**Dataset content:**
_ _ _ _ _ _ _

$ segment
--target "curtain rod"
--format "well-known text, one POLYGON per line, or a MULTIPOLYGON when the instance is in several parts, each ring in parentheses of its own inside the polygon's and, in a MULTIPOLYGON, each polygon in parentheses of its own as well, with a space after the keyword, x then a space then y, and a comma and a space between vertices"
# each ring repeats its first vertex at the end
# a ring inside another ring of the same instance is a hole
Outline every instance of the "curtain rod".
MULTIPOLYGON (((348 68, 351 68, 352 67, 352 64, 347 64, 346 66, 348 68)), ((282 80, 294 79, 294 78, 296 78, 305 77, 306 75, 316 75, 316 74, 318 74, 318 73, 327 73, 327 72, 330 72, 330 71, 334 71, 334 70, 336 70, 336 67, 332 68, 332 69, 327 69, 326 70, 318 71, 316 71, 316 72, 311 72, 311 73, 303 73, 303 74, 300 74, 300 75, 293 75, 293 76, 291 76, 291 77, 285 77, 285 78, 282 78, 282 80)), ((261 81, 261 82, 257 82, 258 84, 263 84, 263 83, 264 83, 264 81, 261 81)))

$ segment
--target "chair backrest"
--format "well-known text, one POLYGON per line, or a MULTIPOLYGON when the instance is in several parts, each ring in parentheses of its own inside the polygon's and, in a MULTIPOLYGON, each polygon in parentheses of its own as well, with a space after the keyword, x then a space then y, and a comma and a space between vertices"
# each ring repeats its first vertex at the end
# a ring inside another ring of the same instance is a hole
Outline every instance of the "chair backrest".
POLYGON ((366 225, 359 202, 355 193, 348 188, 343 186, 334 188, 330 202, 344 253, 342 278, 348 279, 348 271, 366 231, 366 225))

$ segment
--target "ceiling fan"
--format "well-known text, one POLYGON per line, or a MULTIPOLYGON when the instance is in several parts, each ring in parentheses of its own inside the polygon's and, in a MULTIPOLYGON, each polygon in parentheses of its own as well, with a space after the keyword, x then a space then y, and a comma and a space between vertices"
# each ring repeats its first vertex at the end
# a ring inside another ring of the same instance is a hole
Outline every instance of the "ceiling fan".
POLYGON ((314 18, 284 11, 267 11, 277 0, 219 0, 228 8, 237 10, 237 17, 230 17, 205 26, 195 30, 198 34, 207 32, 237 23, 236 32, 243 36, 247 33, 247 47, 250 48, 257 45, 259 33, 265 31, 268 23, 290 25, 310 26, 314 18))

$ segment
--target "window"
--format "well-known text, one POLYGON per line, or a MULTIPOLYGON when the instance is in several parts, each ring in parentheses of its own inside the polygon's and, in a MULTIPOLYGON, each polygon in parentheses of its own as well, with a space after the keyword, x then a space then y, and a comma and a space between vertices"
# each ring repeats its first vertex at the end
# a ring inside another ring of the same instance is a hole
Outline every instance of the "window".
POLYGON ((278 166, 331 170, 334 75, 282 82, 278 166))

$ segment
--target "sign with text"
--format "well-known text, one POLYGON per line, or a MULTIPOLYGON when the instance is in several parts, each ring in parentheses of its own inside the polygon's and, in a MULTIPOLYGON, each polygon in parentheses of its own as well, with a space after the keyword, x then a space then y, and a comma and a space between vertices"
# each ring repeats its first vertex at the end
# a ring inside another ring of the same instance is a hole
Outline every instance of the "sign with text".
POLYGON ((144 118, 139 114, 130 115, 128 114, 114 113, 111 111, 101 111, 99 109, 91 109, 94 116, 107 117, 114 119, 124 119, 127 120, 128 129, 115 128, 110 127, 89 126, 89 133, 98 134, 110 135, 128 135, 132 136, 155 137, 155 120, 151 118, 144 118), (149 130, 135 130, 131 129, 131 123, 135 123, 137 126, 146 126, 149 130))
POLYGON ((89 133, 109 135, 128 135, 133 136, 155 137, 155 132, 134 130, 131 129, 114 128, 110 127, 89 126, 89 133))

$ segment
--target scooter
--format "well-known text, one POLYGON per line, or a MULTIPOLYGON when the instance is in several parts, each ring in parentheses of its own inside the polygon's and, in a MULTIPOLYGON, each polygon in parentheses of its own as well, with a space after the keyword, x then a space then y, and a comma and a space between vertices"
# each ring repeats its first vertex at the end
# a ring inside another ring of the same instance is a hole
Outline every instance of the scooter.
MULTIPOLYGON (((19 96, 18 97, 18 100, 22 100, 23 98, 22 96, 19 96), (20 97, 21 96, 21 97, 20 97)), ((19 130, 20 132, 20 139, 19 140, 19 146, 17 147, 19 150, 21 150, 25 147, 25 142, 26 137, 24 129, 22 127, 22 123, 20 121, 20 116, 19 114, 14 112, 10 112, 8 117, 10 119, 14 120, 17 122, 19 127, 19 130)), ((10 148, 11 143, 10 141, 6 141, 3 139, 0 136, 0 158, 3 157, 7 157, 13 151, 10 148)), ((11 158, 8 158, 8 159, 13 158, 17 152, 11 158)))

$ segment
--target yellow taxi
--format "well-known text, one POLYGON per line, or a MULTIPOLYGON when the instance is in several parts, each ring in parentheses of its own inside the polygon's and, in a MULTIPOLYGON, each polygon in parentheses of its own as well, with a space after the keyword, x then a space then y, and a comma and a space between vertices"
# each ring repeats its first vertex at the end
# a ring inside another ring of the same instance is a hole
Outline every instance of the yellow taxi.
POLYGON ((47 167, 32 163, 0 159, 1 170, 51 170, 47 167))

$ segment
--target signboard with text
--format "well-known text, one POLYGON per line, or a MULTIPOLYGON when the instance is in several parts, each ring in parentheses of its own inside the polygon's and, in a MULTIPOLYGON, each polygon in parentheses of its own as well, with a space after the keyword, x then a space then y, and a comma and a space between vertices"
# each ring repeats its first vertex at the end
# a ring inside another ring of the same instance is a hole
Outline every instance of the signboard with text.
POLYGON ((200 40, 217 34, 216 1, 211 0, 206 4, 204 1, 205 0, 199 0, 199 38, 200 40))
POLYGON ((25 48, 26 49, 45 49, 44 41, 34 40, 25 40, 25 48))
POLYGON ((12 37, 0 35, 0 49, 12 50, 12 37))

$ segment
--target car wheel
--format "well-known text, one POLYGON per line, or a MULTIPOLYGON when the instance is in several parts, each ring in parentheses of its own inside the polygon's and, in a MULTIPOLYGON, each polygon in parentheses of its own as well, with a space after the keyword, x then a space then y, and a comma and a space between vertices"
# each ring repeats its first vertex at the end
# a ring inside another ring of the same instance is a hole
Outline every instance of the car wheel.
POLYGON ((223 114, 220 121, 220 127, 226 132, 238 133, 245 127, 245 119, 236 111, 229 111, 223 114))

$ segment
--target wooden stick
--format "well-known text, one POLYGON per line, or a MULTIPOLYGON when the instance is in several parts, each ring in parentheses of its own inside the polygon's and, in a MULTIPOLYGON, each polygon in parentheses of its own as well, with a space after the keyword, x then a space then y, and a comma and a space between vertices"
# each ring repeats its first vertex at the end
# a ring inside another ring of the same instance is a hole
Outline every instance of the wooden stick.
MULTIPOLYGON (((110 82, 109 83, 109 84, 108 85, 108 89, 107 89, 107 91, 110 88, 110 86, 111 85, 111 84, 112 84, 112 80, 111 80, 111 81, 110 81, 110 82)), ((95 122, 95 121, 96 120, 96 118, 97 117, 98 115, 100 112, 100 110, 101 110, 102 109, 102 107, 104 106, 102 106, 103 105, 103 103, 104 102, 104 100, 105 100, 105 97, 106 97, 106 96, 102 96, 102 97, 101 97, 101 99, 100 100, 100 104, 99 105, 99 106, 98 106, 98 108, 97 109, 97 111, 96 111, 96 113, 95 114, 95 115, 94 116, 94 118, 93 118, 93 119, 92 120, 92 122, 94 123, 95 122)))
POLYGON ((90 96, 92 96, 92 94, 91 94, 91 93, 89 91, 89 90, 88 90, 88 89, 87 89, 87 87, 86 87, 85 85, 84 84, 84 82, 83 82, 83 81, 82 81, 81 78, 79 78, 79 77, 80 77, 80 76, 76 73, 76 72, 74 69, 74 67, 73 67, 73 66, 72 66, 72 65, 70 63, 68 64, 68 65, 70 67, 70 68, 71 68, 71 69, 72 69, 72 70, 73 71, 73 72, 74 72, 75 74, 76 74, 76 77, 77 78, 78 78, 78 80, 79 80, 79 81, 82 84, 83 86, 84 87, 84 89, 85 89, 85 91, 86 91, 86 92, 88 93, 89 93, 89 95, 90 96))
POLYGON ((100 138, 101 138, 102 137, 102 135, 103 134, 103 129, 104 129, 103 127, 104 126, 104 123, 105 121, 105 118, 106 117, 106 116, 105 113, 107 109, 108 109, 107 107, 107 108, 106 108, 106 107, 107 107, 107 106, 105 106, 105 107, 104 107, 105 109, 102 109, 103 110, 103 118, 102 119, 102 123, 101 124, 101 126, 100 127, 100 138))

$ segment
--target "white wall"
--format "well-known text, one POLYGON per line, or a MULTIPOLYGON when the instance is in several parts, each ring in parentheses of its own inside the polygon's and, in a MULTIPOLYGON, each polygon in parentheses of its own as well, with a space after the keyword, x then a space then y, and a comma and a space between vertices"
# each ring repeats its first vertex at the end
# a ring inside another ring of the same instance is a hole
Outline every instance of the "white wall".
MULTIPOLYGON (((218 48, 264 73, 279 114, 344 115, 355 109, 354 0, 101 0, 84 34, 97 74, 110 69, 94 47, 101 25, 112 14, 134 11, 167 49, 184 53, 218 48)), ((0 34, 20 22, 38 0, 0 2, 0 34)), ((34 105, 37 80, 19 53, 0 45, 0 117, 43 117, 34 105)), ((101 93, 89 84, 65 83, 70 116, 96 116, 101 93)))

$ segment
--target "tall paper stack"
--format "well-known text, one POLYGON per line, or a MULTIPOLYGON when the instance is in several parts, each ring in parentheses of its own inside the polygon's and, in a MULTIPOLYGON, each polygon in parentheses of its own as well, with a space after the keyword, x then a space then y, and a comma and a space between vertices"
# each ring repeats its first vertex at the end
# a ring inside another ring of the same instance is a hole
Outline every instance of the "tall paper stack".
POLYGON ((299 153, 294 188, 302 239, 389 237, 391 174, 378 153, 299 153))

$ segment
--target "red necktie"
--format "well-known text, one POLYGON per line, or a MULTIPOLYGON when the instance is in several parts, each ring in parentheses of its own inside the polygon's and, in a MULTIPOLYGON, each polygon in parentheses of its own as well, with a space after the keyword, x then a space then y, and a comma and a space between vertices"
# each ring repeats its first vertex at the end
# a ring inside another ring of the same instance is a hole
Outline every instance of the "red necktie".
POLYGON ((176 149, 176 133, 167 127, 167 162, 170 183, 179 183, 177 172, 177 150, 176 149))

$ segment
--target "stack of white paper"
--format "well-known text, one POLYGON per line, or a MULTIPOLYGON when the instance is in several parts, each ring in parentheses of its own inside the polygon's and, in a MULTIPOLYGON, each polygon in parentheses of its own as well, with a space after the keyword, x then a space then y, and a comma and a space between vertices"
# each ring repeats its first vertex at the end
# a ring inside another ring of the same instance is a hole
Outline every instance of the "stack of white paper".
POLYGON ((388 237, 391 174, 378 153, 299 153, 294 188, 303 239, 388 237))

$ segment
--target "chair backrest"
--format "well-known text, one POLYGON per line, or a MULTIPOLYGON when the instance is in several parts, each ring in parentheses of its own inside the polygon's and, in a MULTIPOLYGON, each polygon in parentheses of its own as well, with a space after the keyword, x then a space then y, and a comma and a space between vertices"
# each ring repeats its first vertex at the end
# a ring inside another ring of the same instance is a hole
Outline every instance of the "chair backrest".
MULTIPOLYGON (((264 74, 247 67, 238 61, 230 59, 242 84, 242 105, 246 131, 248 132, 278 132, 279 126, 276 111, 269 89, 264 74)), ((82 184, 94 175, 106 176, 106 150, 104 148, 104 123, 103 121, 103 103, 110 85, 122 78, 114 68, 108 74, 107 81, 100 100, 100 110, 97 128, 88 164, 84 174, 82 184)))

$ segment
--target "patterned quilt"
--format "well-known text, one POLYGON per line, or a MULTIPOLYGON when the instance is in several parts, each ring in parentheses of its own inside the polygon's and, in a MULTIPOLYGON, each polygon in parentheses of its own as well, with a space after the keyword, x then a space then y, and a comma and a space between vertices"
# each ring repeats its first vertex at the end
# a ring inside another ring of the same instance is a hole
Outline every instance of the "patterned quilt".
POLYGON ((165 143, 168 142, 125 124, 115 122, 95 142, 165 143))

_ _ _ _ _ _ _

**Prompt:**
Rewrite the records from their beginning through the line containing "MULTIPOLYGON (((348 68, 351", changing "curtain rod" to "drapery rod" and keeping everything else the same.

**Written answer:**
$ segment
--target "drapery rod"
--format "well-known text, one POLYGON per line, or a MULTIPOLYGON when the instance is in several parts, each ring in parentheses of its own inside the polygon's and, in a MULTIPOLYGON, each polygon in parentheses of its own as well, with a space after the keyword, x then a space then y, and a comma and a space between vertices"
# each ring repeats its first vertex at the end
# a ring inside another ring of the same instance is a hole
Outline every instance of the "drapery rod".
MULTIPOLYGON (((348 68, 351 68, 352 67, 352 64, 347 64, 346 66, 348 68)), ((282 80, 294 79, 294 78, 296 78, 305 77, 306 75, 316 75, 316 74, 318 74, 318 73, 327 73, 327 72, 330 72, 330 71, 334 71, 334 70, 336 70, 336 67, 332 68, 332 69, 327 69, 326 70, 318 71, 316 71, 316 72, 311 72, 311 73, 303 73, 303 74, 300 74, 300 75, 293 75, 293 76, 291 76, 291 77, 285 77, 285 78, 282 78, 282 80)), ((261 81, 261 82, 257 82, 258 84, 263 84, 263 83, 264 83, 264 81, 261 81)))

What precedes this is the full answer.